Extrait cité:
************

Il est intéressant de voir comment les banques centrales et les superviseurs financiers se sont emparés de ce sujet et quel rôle ils peuvent jouer dans la meilleure appréhension des risques liés à la biodiversité sur les systèmes économiques et financiers.

Les risques financiers provenant de la dégradation de la nature

La nature et la biodiversité rendent des services essentiels à de nombreuses activités humaines, appelés services écosystémiques : services d’approvisionnement, de régulation ou encore immatériels. En même temps, certaines activités économiques nuisent à la nature.

La dégradation de la biodiversité génère donc deux types de risque : un risque physique lié à la dépendance d’une activité aux services écosystémiques et un risque de transition ou risque d’empreinte pour les activités qui vont devoir s’adapter pour limiter leur impact négatif sur la nature. La relation entre la biodiversité et les institutions financières est indirecte et à double sens. La détérioration des services naturels et écosystémiques a un impact sur la production de nombreux secteurs et par extension sur les institutions financières qui les financent. Cela peut générer un risque de crédit et un risque sur la valeur des actifs des banques. Par ailleurs, les institutions financières financent des entreprises qui ont des impacts négatifs sur la nature.

Plus la dégradation de la nature s’intensifie et plus son impact sur l’économie risque d’être important. Ces risques peuvent s’accumuler et s’amplifier les uns les autres, et menacer ainsi la stabilité financière.

Les difficultés d’évaluer les risques liés à la nature

L’évaluation des risques liés à la nature bute sur de nombreuses difficultés méthodologiques : complexité des écosystèmes, absence de mesure unique de la biodiversité, absence de valeur fondamentale de la biodiversité, non linéarité des écosystèmes, substituabilité limitée du capital naturel qui pourrait conduire à des risques en cascade, multiples scénarios sur l’évolution de la biodiversité, incertitude sur les chocs qui pourraient l’affecter ainsi que les canaux de contagion…

Ensuite, il est complexe d’apprécier l’activité d’une entreprise et ses interactions avec les écosystèmes en intégrant l’ensemble de sa chaine de valeur.

************

Données fournies:

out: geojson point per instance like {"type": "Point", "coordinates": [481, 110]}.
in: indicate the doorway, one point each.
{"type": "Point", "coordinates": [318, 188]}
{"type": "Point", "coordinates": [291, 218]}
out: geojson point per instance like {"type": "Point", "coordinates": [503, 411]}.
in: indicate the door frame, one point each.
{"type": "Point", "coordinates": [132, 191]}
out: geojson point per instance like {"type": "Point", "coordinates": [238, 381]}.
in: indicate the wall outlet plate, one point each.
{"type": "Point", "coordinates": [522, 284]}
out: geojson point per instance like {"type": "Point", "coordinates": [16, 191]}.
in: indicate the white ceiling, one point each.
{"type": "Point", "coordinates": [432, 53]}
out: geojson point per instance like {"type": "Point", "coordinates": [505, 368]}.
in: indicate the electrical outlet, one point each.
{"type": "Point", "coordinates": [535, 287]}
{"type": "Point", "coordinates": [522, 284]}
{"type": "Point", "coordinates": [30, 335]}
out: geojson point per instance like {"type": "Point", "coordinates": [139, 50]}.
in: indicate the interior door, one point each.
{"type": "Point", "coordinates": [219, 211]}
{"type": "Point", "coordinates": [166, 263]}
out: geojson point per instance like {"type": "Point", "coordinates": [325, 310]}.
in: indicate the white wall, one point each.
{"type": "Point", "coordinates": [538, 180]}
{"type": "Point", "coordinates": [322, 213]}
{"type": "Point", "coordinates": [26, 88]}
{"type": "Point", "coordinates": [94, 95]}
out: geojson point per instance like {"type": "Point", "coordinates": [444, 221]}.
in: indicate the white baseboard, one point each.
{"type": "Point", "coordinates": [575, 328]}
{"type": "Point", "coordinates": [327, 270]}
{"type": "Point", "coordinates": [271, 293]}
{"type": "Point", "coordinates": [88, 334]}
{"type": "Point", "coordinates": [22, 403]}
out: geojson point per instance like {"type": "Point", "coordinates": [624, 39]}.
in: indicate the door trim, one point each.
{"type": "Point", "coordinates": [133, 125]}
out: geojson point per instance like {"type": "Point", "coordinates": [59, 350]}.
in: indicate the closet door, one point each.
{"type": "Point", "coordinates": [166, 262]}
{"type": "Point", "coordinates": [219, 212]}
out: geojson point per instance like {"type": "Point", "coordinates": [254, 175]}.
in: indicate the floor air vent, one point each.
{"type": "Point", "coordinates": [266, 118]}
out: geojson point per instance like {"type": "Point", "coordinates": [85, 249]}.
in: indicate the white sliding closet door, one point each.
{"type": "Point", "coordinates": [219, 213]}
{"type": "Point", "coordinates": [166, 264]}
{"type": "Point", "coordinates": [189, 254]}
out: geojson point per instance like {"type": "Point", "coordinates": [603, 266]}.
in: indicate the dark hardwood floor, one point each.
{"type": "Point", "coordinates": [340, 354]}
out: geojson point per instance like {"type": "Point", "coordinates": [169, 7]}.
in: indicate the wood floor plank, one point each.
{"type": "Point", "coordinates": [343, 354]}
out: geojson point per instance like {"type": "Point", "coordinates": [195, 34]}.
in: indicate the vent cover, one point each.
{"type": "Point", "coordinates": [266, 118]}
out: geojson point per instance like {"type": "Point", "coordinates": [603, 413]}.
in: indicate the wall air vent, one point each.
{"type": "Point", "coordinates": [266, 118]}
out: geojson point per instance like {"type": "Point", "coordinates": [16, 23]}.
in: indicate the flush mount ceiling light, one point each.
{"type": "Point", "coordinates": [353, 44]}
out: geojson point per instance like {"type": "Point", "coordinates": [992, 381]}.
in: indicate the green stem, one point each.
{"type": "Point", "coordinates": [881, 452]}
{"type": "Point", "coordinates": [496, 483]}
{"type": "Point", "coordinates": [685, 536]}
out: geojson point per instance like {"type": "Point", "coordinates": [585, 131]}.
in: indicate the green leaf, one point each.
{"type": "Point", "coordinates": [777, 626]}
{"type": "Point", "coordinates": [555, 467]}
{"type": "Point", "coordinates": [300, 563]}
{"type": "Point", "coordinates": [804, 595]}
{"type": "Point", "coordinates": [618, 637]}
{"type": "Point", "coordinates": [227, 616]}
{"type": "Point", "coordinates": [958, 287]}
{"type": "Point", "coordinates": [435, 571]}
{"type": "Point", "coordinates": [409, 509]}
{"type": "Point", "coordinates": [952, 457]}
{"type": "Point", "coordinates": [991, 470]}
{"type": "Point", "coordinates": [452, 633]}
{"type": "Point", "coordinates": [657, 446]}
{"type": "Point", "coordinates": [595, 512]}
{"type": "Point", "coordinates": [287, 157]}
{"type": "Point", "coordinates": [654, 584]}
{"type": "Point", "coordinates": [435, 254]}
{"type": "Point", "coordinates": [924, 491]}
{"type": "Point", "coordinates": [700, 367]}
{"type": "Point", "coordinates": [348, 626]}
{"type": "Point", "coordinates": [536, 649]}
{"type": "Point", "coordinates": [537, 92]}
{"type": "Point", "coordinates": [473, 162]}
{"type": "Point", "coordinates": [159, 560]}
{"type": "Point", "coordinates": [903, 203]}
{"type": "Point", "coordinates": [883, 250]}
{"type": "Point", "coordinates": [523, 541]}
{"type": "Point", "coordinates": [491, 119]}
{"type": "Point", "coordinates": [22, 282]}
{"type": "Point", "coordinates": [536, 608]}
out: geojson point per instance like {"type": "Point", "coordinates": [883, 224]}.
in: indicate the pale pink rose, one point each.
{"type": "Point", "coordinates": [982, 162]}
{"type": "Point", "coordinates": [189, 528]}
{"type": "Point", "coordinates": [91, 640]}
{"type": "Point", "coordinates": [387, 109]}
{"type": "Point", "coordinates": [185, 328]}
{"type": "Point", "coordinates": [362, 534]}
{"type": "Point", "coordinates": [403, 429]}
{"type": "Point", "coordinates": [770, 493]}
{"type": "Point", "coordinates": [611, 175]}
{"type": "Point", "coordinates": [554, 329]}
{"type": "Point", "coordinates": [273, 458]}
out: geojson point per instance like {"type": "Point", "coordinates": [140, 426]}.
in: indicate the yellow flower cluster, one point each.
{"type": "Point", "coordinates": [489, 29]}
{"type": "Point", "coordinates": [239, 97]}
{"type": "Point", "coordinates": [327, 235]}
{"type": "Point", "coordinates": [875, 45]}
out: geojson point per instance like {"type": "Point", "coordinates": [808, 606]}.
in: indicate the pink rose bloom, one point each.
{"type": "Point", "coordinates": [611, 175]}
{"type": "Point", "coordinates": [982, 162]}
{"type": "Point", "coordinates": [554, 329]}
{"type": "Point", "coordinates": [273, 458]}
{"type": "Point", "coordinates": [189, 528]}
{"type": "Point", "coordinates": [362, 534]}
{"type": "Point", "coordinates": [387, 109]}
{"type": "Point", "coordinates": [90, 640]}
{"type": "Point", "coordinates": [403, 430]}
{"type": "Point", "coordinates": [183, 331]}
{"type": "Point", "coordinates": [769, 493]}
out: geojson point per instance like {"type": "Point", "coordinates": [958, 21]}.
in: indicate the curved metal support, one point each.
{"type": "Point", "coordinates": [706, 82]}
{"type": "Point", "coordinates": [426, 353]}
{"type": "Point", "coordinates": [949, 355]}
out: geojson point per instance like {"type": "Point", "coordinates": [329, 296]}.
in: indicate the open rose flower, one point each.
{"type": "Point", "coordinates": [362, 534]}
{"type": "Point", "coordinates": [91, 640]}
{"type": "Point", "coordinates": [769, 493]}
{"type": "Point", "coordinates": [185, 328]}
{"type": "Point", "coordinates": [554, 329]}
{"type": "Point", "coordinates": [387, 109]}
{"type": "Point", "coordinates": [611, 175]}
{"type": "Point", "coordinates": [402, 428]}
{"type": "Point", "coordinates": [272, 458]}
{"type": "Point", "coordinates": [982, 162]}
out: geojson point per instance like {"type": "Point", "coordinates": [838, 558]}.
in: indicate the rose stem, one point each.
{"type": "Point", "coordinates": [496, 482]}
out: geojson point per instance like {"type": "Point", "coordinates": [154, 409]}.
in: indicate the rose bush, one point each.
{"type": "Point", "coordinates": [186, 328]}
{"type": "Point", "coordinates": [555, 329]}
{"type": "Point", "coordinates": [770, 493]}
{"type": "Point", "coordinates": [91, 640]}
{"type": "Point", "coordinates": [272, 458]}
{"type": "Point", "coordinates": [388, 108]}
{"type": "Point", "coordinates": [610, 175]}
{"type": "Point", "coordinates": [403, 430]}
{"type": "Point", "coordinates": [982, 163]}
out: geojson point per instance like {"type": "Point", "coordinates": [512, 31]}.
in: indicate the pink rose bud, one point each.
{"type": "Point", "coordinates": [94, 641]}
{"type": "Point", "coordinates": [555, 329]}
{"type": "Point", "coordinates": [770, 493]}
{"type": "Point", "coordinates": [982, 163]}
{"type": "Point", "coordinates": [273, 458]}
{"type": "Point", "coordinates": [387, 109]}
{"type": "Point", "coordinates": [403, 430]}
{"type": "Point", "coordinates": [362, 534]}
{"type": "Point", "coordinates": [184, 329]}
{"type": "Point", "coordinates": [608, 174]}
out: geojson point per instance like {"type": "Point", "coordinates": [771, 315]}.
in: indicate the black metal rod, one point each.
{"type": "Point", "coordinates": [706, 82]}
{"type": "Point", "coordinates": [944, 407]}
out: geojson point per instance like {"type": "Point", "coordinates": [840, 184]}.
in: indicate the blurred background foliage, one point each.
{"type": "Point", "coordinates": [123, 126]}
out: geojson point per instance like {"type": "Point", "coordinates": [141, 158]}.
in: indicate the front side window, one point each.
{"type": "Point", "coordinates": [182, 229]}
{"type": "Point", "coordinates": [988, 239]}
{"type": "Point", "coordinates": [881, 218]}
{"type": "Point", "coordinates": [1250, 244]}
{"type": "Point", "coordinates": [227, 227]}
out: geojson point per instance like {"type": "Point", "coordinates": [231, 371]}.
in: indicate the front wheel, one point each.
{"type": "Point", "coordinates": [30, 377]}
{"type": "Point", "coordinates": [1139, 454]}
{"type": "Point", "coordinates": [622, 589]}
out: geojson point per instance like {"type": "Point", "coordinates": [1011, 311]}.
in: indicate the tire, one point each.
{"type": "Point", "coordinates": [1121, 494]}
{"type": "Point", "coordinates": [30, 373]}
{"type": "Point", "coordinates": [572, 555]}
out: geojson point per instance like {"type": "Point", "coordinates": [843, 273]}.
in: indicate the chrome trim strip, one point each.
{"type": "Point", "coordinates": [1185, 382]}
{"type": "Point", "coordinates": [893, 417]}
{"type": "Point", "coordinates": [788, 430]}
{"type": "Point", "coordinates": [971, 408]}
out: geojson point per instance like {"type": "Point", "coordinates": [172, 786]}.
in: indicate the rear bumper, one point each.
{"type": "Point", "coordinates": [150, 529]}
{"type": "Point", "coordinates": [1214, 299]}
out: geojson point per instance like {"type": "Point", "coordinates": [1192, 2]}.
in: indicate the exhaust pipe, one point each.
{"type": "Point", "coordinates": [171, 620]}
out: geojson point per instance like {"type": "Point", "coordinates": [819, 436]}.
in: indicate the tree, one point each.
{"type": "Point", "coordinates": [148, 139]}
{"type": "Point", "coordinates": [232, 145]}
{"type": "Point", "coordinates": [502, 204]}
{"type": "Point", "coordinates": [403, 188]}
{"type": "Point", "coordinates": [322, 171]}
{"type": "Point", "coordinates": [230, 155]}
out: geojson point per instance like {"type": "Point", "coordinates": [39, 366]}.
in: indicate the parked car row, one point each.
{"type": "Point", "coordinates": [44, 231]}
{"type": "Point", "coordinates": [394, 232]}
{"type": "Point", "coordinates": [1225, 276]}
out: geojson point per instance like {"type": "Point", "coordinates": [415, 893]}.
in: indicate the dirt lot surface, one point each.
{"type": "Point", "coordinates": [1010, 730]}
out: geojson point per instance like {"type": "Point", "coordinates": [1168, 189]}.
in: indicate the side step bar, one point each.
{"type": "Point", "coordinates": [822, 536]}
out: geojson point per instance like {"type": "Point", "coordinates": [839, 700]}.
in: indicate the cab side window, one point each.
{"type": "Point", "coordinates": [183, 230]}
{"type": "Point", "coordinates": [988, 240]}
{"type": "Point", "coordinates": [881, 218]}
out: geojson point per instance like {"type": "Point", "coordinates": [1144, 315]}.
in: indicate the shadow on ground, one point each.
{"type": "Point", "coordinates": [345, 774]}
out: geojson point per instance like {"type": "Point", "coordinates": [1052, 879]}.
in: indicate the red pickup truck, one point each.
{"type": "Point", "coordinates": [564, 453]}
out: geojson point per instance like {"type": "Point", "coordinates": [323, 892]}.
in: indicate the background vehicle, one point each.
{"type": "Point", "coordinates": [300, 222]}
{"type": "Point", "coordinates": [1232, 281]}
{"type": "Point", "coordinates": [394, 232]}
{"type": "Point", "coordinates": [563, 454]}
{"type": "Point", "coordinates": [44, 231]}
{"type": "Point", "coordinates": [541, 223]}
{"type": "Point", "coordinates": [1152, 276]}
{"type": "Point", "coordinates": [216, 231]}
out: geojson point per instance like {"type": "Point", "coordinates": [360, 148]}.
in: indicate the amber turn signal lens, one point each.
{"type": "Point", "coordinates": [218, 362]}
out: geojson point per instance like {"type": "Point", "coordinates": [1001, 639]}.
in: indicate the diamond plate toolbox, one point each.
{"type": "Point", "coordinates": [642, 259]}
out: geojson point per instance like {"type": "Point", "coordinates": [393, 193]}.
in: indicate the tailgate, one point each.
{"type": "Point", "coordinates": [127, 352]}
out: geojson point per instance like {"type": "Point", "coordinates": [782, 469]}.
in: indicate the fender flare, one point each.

************

Objectif:
Recopiez à l'identique, dans l'extrait sur la biodiversité et les risques financiers, tout ce qui va de « Il est intéressant » jusqu'à « à la nature. ».

Résultat final:
Il est intéressant de voir comment les banques centrales et les superviseurs financiers se sont emparés de ce sujet et quel rôle ils peuvent jouer dans la meilleure appréhension des risques liés à la biodiversité sur les systèmes économiques et financiers.

Les risques financiers provenant de la dégradation de la nature

La nature et la biodiversité rendent des services essentiels à de nombreuses activités humaines, appelés services écosystémiques : services d’approvisionnement, de régulation ou encore immatériels. En même temps, certaines activités économiques nuisent à la nature.